## CHALLENGE
Arrange the records below as a two-column CSV with the header text,points, one row per record. Put each record's wording and its points in separate quoted fields, replace line breaks with spaces, and leave out the pictures.

** begin ENTRIES SHOWN **

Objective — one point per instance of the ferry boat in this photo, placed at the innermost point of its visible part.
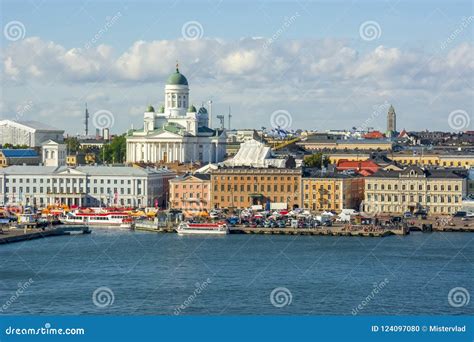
(202, 228)
(106, 219)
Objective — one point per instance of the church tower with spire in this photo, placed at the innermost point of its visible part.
(391, 121)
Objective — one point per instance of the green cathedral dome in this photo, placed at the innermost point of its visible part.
(177, 78)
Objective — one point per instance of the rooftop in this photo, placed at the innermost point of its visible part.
(117, 171)
(18, 153)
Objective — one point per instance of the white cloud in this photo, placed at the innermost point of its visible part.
(322, 77)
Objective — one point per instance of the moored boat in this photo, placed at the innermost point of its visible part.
(202, 228)
(105, 219)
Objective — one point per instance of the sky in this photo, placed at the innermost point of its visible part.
(295, 64)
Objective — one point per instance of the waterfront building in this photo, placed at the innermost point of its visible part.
(312, 144)
(84, 185)
(28, 133)
(54, 154)
(10, 157)
(76, 159)
(364, 167)
(438, 191)
(191, 193)
(332, 191)
(177, 131)
(269, 187)
(424, 159)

** end ENTRIES SHOWN **

## ANSWER FOR THIS EXERCISE
text,points
"Objective — one point per instance of the ferry boat in this photo, placed at the innermost point of its visible part.","(202, 228) (106, 219)"
"Objective — one point per instance of the church tower with spire in this photo, placed at the innermost point of its visible part.","(391, 121)"
"Objective — one point per instance of the green cathedral dome in this photo, placed at the innermost point of its visible part.","(177, 78)"
"Objective — one point per instance of the rooftop in this photo, placed at the innermost point of its visible part.","(117, 171) (18, 153)"
"Objective — one point per instance of the white cloud in this photo, placed at the innermost point of its visible part.","(322, 77)"
"Objective — one point per instance of the moored boat in this photo, placed at the innermost point of its visible part.","(202, 228) (105, 219)"
"Objective — one point per instance of the sky in this photo, placed at the innermost point of its visible part.","(295, 64)"
"Objective — one point per instance of the waterfront building in this photo, placed at the innermost point of its visible part.","(312, 144) (84, 185) (28, 133) (54, 154) (10, 157) (76, 159) (364, 167) (438, 191) (191, 193) (332, 191) (177, 131) (269, 187) (424, 159)"